_수행할 지시:_ 아래 행 전체를 빈 줄 없이 Markdown 표로 정리하세요. '번호' 열에는 행 번호를, '내용' 열에는 그 줄을 넣고, 그림은 답에서 빼세요.

[데이터셋 항목]
■ ■ ■ ■ ■ ■ ■
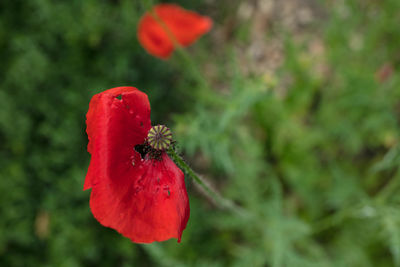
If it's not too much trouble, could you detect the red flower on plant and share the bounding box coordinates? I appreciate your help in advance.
[137,4,212,59]
[84,87,189,243]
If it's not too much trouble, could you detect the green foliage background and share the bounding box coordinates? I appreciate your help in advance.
[0,0,400,266]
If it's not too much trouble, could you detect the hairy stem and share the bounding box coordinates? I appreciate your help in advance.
[168,148,247,219]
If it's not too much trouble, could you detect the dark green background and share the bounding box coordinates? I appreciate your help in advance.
[0,0,400,266]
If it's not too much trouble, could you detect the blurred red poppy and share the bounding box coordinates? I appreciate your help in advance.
[84,87,189,243]
[137,4,212,59]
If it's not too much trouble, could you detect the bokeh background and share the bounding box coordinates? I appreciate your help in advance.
[0,0,400,267]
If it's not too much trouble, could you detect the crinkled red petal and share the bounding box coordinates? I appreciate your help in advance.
[90,153,189,243]
[84,87,189,243]
[84,87,151,190]
[138,4,212,59]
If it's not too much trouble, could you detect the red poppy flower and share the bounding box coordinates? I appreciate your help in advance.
[137,4,212,59]
[84,87,189,243]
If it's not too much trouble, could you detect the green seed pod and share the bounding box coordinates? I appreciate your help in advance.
■ ■ ■ ■ ■ ■ ■
_전체 답변:_
| 번호 | 내용 |
|---|---|
| 1 | If it's not too much trouble, could you detect the red flower on plant and share the bounding box coordinates? I appreciate your help in advance. |
| 2 | [137,4,212,59] |
| 3 | [84,87,189,243] |
| 4 | If it's not too much trouble, could you detect the green foliage background and share the bounding box coordinates? I appreciate your help in advance. |
| 5 | [0,0,400,266] |
| 6 | If it's not too much trouble, could you detect the hairy stem and share the bounding box coordinates? I appreciate your help in advance. |
| 7 | [168,148,247,219] |
| 8 | If it's not too much trouble, could you detect the dark green background and share the bounding box coordinates? I appreciate your help in advance. |
| 9 | [0,0,400,266] |
| 10 | If it's not too much trouble, could you detect the blurred red poppy and share the bounding box coordinates? I appreciate your help in advance. |
| 11 | [84,87,189,243] |
| 12 | [137,4,212,59] |
| 13 | If it's not too much trouble, could you detect the bokeh background and share the bounding box coordinates? I appreciate your help in advance. |
| 14 | [0,0,400,267] |
| 15 | If it's not too much trouble, could you detect the crinkled red petal and share the bounding box coordinates? I appreciate your help in advance. |
| 16 | [90,153,189,243] |
| 17 | [84,87,189,243] |
| 18 | [84,87,151,190] |
| 19 | [138,4,212,59] |
| 20 | If it's not too much trouble, could you detect the red poppy flower and share the bounding box coordinates? I appreciate your help in advance. |
| 21 | [137,4,212,59] |
| 22 | [84,87,189,243] |
| 23 | If it's not too much trouble, could you detect the green seed pod and share the bounding box coordinates? I appreciate your help in advance. |